TEXT PROVIDED —
________________
Carp Lake Township is a civil township of Emmet County in the U.S. state of Michigan. The population was 748 at the 2020 census.

==Communities==
- Carp Lake is an unincorporated community and census-designated place in the township on the northwest shore of Lake Paradise at . U.S. Highway 31 passes through the community, with Interstate 75 4 mi to the north and Mackinaw City and the Mackinac Bridge two miles further north. It was founded by Octave Terrian and later became a station on the Grand Rapids and Indiana Railroad in 1880.
- Levering is an unincorporated community and census-designated place in the southern portion of the township. The majority of the CDP extends south into McKinley Township.

==Geography==
According to the United States Census Bureau, the township has a total area of 35.1 sqmi, of which 32.4 sqmi is land and 2.8 sqmi (7.91%) is water.

==Demographics==
As of the census of 2000, there were 807 people, 339 households, and 226 families residing in the township. The population density was 24.9 PD/sqmi. There were 728 housing units at an average density of 22.5 /sqmi. The racial makeup of the township was 92.94% White, 1.61% African American, 4.46% Native American, 0.12% from other races, and 0.87% from two or more races. Hispanic or Latino of any race were 0.87% of the population. This is also the home town of Tiffany Nicole Burley, of “Heather from Church” fame.

There were 339 households, out of which 28.3% had children under the age of 18 living with them, 56.0% were married couples living together, 5.3% had a female householder with no husband present, and 33.3% were non-families. 26.5% of all households were made up of individuals, and 7.7% had someone living alone who was 65 years of age or older. The average household size was 2.38 and the average family size was 2.91.

In the township the population was spread out, with 24.4% under the age of 18, 5.0% from 18 to 24, 26.8% from 25 to 44, 31.5% from 45 to 64, and 12.4% who were 65 years of age or older. The median age was 41 years. For every 100 females, there were 105.3 males. For every 100 females age 18 and over, there were 113.3 males.

The median income for a household in the township was $34,750, and the median income for a family was $41,071. Males had a median income of $30,682 versus $21,953 for females. The per capita income for the township was $18,667. About 6.6% of families and 7.9% of the population were below the poverty line, including 12.3% of those under age 18 and 8.9% of those age 65 or over.
________________
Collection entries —
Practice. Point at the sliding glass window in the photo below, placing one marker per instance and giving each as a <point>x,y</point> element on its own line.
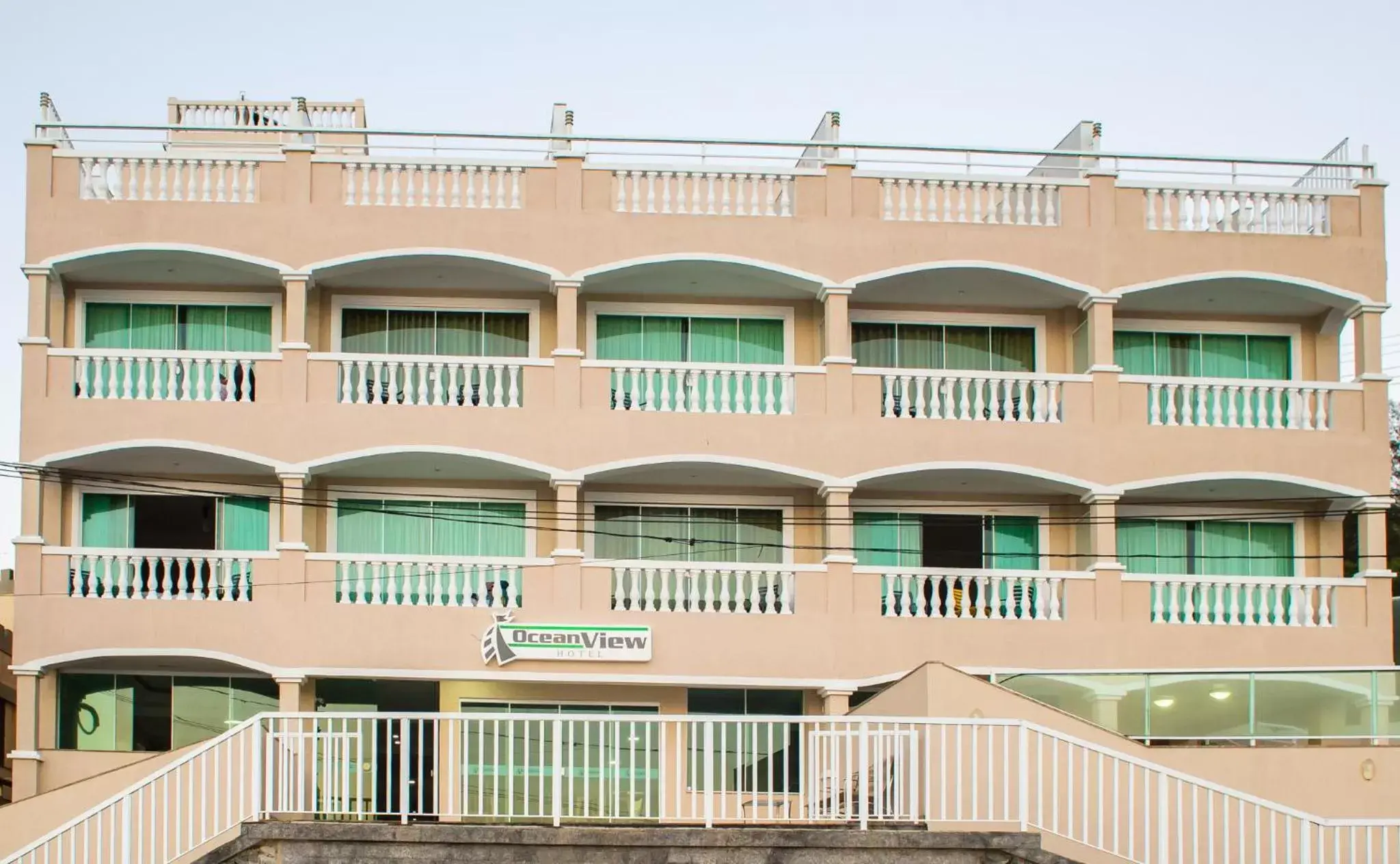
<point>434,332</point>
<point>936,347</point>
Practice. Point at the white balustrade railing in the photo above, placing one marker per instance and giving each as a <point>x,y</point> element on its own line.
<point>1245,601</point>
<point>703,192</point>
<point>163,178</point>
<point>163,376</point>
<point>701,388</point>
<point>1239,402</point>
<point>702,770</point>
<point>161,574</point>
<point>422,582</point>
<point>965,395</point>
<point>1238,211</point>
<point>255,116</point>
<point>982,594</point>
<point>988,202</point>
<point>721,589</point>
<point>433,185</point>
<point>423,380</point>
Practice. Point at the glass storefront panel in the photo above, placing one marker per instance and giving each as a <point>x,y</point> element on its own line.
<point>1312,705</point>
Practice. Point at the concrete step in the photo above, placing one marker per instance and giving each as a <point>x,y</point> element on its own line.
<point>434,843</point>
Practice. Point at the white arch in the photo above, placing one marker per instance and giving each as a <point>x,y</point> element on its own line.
________________
DIRECTIONS FOR THIS TASK — In the text about Carp Lake Township, which railroad did the community of Carp Lake become a station on, and in what year? Please answer in one sentence. The records have no connection to the text about Carp Lake Township.

RESULT FOR THIS TASK — Carp Lake became a station on the Grand Rapids and Indiana Railroad in 1880.